> **Questions d'étude**:
(1) Selon l'extrait, pourquoi la famille de Naomie Musenga s'est-elle adressée au procureur ? Répondez en une à trois phrases.
(2) D'après l'extrait, combien de temps la jeune femme a-t-elle attendu, seule chez elle, avant d'être prise en charge par SOS Médecins ?
══ Extrait ══
L’échange téléphonique rendu public par le magazine alsacien Hebd'i laisse sans voix. Souffrant de terribles douleurs au ventre et de fièvre, Naomie Musenga, 22 ans, appelle le Samu. Le dialogue avec son interlocutrice tourne alors rapidement court :
"Naomie : Aidez-moi madame.
Le SAMU : Qu’est-ce qui se passe ?
Naomie : Aidez-moi madame.
Le SAMU : Bon, si vous me dite pas ce qui se passe, je raccroche.
Naomie : Madame, j’ai très mal.
LE SAMU : Oui ben, vous appelez sos médecin, d’accord ?
Naomie : Je peux pas, je vais mourir.
Le SAMU : Oui vous allez mourir certainement un jour, comme tout le monde."
Défaillance multiviscérale sur choc hémorragique
La professionnelle de santé du SAMU est non seulement cassante, méprisante, anxiogène et visiblement très agacée, mais elle commet une faute grave en raccrochant trop vite sans envoyer d’ambulance à sa patiente. Toute seule chez elle, Naomi devra attendre cinq heures pour être prise en charge par SOS Médecins, qui l’enverra finalement à l’hôpital. La jeune femme y décédera le 29 décembre dernier, victime d’un infarctus. Le rapport d'autopsie indique que la jeune femme est morte des suites d'une "défaillance multiviscérale sur choc hémorragique" (plusieurs organes s'étaient arrêtés de fonctionner, NDLR).
Persuadée qu'une prise en charge rapide aurait sauvée Naomie, sa famille a écrit au procureur pour que la justice se saisisse de l'affaire. Les hôpitaux universitaires de Strasbourg dans lesquels Naomie s’est éteinte ont également ouvert une enquête administrative, tandis que la ministre de la Santé a demandé une autre enquête à l'inspection générale des affaires sociales (IGAS).
"Je suis profondément indignée par les circonstances du décès de Naomi Musenga en décembre. Je tiens à assurer à sa famille mon entier soutien et demande une enquête de I'IGAS sur ces graves dysfonctionnements. Je m'engage à ce que sa famille obtienne toutes les informations", a déclaré Agnès Buzin sur Twitter, avant d’ajouter "qu'une réunion à ce sujet se tiendra dans les jours qui viennent au ministère".
Je suis profondément indignée par les circonstances du décès de Naomi Musenga en décembre. Je tiens à assurer sa famille de mon entier soutien et demande une enquête de I'IGAS sur ces graves dysfonctionnements. Je m'engage à ce que sa famille obtienne toutes les informations .
— Agnès Buzyn (@agnesbuzyn) 8 mai 2018
Trouver des solutions aux problèmes de régulation médicale
"Les moyens doivent être mis en place pour avoir des régulations médicales modernes et répondant à des critères de qualité", ont quant à elles insisté l'Association des médecins urgentistes de France (AMUF) et Samu urgences de France (SUDF), se disant "profondément attristées par ce qui s'est passé à Strasbourg". "La prise en charge des appels relevant tant de la santé (Samu) que des secours (Pompiers) doit être moderne et traitée de façon rigoureuse par les professionnels dont c'est le métier", affirment-elles.
Les organisations de médecin urgentistes ont demandé mardi "un rendez-vous immédiat" avec la ministre de la Santé "pour trouver des solutions aux problèmes de régulation médicale afin qu'un tel drame ne se reproduise pas".
═══
══ Données fournies ══
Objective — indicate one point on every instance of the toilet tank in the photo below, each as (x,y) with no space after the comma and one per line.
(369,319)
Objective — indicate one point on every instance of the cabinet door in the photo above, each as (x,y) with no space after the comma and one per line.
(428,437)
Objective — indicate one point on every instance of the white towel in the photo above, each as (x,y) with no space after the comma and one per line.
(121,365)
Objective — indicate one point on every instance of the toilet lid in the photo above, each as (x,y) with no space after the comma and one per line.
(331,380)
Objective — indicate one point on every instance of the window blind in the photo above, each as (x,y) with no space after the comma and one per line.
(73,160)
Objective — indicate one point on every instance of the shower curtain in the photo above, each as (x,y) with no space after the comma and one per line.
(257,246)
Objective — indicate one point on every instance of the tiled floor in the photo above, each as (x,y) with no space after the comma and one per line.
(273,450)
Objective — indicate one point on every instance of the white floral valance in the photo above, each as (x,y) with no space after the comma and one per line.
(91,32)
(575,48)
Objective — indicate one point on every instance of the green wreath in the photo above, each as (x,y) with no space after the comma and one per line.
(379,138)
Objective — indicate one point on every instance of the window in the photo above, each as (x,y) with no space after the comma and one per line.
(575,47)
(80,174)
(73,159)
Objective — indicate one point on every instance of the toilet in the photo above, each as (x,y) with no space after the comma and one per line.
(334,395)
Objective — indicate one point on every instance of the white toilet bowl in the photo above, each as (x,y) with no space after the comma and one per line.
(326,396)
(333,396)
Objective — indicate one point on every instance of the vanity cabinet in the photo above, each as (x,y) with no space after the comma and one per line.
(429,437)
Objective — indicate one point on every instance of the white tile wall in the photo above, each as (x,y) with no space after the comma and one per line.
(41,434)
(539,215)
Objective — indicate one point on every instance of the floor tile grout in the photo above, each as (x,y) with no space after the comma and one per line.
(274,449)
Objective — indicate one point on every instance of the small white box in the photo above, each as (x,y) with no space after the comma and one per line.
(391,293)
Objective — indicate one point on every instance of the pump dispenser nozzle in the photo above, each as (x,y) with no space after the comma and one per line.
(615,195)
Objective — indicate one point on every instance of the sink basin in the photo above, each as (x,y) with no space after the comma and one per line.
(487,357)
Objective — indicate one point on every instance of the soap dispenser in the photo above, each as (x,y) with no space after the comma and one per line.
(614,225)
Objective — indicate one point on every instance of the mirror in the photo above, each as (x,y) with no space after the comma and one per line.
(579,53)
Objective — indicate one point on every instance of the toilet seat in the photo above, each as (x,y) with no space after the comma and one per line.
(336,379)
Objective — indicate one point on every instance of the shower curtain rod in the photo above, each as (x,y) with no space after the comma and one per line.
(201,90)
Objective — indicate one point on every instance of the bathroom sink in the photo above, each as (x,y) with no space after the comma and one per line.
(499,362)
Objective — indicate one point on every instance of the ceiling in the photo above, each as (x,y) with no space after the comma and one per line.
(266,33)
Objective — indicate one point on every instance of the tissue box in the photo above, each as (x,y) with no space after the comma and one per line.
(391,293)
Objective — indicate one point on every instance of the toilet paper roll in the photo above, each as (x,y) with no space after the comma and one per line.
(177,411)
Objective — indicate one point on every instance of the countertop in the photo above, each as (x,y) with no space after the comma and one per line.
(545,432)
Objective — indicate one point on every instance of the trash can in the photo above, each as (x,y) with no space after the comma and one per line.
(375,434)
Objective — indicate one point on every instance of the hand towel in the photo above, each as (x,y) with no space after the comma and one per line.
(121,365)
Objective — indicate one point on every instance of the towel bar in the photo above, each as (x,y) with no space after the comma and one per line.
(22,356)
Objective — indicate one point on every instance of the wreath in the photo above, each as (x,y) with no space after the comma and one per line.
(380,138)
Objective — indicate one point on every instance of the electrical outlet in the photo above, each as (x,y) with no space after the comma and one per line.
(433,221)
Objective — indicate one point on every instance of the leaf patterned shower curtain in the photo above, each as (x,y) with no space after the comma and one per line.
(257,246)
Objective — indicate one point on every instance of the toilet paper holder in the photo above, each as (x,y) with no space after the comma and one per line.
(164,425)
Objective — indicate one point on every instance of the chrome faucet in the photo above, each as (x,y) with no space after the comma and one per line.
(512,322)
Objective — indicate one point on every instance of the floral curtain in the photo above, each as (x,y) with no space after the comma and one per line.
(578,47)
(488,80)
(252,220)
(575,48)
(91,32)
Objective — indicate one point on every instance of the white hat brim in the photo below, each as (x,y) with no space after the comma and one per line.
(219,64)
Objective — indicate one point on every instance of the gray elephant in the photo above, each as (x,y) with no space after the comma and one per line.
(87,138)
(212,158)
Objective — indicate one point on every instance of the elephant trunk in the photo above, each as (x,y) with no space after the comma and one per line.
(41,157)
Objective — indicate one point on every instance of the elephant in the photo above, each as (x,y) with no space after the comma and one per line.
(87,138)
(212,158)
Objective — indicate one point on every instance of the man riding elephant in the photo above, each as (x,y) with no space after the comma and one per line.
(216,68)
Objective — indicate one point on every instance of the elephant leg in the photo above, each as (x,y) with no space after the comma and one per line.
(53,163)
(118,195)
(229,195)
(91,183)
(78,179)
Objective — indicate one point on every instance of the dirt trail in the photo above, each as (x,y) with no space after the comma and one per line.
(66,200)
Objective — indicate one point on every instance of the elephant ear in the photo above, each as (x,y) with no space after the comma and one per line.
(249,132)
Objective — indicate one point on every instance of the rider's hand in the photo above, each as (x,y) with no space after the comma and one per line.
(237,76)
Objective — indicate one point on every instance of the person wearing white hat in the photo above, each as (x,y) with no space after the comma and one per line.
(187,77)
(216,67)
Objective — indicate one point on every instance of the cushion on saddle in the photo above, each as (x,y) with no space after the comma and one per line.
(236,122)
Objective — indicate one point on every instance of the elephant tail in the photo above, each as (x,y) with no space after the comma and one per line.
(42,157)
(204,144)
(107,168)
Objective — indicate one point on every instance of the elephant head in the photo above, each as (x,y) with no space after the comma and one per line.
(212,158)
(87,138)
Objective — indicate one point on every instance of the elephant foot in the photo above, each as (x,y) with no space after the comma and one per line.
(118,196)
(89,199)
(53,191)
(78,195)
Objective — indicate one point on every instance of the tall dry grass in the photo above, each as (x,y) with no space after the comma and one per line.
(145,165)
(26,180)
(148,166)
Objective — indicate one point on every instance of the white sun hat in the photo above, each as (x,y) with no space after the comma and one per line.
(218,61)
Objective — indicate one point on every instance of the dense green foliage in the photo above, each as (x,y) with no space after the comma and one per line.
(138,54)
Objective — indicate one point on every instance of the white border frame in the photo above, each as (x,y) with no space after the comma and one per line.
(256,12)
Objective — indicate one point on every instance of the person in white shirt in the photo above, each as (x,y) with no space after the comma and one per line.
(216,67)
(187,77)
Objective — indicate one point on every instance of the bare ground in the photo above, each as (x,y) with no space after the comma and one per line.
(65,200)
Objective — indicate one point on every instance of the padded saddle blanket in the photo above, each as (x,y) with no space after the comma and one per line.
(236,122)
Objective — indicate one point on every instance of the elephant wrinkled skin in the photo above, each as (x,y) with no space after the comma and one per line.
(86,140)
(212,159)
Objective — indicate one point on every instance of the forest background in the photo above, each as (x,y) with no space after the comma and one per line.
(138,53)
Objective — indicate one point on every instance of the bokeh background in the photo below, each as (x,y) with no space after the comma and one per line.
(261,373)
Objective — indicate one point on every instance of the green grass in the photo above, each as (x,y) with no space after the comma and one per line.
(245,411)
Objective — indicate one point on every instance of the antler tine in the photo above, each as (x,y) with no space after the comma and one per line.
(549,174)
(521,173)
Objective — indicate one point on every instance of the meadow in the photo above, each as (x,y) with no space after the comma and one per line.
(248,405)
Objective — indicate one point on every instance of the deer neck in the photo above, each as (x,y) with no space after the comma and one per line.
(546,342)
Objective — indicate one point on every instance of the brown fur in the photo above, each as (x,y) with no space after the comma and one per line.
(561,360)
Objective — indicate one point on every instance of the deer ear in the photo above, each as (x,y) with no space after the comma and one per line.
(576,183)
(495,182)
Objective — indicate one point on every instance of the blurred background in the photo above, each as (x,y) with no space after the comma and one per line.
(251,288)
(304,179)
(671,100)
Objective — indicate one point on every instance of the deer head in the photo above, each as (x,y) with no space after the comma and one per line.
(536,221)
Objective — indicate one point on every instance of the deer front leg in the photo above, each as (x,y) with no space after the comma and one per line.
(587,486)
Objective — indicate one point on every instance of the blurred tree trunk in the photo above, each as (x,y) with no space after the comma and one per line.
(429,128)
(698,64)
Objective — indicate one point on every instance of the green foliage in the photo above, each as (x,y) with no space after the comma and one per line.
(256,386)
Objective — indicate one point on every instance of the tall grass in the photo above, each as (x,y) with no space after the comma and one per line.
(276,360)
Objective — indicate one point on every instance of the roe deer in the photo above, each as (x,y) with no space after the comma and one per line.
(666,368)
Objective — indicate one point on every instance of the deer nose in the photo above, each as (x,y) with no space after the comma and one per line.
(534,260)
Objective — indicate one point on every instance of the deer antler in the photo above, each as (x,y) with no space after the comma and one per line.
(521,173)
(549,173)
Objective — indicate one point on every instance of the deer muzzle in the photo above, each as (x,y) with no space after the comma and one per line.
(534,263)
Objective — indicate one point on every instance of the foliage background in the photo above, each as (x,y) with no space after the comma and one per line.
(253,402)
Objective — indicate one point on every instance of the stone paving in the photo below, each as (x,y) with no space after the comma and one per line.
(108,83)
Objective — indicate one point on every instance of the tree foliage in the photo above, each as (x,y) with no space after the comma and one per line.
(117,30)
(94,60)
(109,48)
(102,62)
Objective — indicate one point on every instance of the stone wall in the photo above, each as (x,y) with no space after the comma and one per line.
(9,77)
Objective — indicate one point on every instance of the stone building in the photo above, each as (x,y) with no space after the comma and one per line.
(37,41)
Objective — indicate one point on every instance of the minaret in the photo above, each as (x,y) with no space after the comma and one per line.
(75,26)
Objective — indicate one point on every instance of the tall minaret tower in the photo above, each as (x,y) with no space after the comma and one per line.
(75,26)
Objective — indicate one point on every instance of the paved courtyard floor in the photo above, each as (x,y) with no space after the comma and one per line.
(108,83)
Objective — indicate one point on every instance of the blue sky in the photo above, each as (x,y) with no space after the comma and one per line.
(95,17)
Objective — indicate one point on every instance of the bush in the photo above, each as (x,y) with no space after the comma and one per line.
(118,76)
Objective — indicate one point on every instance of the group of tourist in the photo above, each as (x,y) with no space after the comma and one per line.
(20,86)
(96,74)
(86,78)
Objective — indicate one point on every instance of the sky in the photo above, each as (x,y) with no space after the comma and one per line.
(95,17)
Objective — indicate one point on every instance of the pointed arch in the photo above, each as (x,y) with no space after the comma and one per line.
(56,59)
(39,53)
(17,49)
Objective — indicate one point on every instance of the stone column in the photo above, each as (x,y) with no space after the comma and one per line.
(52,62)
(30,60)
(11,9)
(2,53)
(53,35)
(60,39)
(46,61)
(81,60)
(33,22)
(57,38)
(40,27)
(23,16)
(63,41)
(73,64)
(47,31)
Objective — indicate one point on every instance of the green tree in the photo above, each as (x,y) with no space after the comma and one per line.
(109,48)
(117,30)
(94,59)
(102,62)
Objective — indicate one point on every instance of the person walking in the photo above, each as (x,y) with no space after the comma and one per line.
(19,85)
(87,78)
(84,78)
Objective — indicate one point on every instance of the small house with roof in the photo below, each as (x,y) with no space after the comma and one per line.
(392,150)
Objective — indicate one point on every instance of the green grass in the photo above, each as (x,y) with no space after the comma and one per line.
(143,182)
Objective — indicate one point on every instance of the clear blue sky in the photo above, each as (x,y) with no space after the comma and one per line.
═══
> **Résultats de l'exercice**:
(1) La famille était persuadée qu'une prise en charge rapide aurait sauvé Naomie. Elle a donc écrit au procureur pour que la justice se saisisse de l'affaire.

(2) Elle a attendu cinq heures.